* _TASKS FOR THIS EXERCISE_:
1. Could you reproduce, word for word, the part of the article on the CBD Guild raid between "The event clearly" and "the upcoming regulations.", inclusive?
2. In the article on the CBD Guild raid, which parties are said to be at a critical juncture in the regulatory process?
3. Could you pick up the article on the CBD Guild raid after its final sentence and keep writing?

* _PASSAGE FOR REVIEW_:
A shockwave hit Sonoma County last week as one of the most reputable CBD (cannabidiol) oil producers, the CBD Guild, was subject to a multi-agency raid on June 15. What triggered this excessive use of force appears to be an anonymous complaint and an alleged code violation.
The outpouring of support from around the state and the due diligence of the CBD Guild led to a swift release of one of the company's directors, the only person arrested in the raid.
"We've already begun working with the city of Santa Rosa to resume operations," says CBD Guild political consultant Nick Caston, "and are looking to reclaim our property this week so we can continue to provide quality medicine for our patients."
The event clearly shows that the cannabis industry, local government and law enforcement are at a critical juncture in the regulatory process and are in dire need of guidelines that articulate how to proceed during this transition. Even in the best of situations, it is difficult for so many people in the cannabis industry to transition their thinking from "government as law enforcer" to "government as regulator," and it is in this climate of confusion that we should encourage participation in the upcoming regulations.

* _GIVEN DATA_:
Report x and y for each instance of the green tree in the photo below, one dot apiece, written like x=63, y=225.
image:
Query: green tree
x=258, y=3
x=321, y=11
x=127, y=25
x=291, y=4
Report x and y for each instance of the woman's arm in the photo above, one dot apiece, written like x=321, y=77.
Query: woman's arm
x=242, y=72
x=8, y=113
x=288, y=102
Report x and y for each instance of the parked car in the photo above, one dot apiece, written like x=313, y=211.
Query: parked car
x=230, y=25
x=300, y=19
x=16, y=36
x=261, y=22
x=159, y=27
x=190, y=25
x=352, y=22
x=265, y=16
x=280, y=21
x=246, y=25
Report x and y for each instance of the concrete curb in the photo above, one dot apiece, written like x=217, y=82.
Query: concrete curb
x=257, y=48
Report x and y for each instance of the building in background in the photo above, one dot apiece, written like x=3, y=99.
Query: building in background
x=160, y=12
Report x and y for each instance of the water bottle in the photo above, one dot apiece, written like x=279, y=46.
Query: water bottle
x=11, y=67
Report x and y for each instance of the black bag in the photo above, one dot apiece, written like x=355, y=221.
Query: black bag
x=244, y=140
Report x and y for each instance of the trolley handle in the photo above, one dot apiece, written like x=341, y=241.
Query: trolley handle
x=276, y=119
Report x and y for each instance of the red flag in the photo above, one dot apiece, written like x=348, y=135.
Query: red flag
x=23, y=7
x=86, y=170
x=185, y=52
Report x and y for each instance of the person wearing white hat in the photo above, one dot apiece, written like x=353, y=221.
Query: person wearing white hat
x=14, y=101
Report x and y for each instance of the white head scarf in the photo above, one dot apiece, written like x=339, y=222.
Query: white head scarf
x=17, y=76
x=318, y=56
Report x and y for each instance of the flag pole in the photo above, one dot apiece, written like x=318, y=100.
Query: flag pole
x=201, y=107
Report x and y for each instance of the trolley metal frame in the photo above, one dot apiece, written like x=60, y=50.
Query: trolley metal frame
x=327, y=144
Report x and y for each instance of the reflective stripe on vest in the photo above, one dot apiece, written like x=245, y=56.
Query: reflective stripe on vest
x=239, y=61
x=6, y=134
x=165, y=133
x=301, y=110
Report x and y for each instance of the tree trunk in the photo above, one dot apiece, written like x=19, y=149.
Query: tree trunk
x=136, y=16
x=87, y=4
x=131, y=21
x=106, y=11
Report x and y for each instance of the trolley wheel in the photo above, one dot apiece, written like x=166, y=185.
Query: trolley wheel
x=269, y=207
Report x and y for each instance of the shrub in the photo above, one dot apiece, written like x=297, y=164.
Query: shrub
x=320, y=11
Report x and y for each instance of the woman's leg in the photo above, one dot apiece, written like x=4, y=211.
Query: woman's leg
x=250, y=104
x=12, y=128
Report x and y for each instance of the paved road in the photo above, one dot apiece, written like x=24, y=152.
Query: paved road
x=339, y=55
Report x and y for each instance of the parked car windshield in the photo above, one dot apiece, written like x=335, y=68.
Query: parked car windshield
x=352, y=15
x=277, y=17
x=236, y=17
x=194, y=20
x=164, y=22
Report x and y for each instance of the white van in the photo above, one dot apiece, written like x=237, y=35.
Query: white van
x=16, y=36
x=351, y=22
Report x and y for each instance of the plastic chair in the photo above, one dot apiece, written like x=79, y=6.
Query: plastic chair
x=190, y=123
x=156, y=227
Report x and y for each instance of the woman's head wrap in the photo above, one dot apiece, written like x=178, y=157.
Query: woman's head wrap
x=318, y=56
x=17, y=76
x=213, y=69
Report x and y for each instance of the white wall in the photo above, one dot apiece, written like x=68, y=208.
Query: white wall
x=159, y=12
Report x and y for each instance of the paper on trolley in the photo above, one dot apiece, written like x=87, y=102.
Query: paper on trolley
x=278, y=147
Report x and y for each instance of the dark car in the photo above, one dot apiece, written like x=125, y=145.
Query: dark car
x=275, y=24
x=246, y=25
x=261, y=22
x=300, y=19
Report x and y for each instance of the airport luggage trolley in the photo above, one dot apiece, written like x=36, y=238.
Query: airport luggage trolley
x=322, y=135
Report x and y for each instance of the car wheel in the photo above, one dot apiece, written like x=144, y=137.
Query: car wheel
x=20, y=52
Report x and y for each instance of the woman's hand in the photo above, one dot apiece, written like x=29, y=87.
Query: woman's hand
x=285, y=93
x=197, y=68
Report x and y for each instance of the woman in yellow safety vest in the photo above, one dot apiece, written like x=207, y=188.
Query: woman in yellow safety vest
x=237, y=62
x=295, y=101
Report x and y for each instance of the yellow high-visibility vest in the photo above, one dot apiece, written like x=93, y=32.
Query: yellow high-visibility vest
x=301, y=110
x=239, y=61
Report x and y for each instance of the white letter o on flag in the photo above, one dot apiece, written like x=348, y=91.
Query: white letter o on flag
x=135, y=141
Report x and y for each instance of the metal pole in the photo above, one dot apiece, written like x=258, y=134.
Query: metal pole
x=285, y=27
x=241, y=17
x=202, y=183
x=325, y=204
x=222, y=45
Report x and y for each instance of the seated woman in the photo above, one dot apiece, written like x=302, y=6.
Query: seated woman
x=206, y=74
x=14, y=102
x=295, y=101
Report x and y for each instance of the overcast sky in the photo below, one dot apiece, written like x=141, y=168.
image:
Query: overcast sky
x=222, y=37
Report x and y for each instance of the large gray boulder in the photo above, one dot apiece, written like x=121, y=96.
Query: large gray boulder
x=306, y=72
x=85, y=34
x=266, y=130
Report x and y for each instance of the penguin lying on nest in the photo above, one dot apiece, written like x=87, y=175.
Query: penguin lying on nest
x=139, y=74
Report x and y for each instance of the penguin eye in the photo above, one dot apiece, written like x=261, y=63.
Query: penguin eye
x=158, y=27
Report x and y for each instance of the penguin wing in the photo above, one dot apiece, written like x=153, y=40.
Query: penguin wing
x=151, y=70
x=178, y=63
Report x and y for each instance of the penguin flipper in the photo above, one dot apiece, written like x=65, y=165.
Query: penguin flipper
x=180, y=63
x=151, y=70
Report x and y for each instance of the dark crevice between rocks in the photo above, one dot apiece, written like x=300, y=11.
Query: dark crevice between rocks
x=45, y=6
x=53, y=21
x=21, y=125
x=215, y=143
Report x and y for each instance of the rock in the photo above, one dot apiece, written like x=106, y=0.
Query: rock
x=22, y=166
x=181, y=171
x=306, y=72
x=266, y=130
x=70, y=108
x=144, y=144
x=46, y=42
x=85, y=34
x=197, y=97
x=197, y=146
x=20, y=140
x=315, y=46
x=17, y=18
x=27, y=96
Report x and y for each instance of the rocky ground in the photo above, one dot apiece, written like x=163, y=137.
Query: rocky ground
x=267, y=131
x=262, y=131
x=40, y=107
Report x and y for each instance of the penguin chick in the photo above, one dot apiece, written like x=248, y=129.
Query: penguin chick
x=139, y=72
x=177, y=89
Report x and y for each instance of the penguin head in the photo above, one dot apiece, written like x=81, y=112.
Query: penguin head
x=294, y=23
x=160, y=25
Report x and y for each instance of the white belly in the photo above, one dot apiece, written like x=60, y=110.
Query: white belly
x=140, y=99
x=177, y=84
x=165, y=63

* _ANSWERS BY ITEM NUMBER_:
1.
The event clearly shows that the cannabis industry, local government and law enforcement are at a critical juncture in the regulatory process and are in dire need of guidelines that articulate how to proceed during this transition. Even in the best of situations, it is difficult for so many people in the cannabis industry to transition their thinking from "government as law enforcer" to "government as regulator," and it is in this climate of confusion that we should encourage participation in the upcoming regulations.

2.
- the cannabis industry
- local government
- law enforcement

3.
"We believe it is necessary to create an 'operator in good standing registration,'" says Jonathan Cachat, a member of the Sonoma County Growers Alliance Working Group, "where legitimate operators can declare their intention to achieve licensing and commit to operational best practices to follow until licensing becomes available."
We're at a momentous time in California history. There has never been a pre-existing, multibillion-dollar industry brought into regulation before. We need creative solutions to ensure the transition satisfies public safety needs and environmental protections while also fostering an economic upside for businesses preparing to pay taxes and engage in the greater community.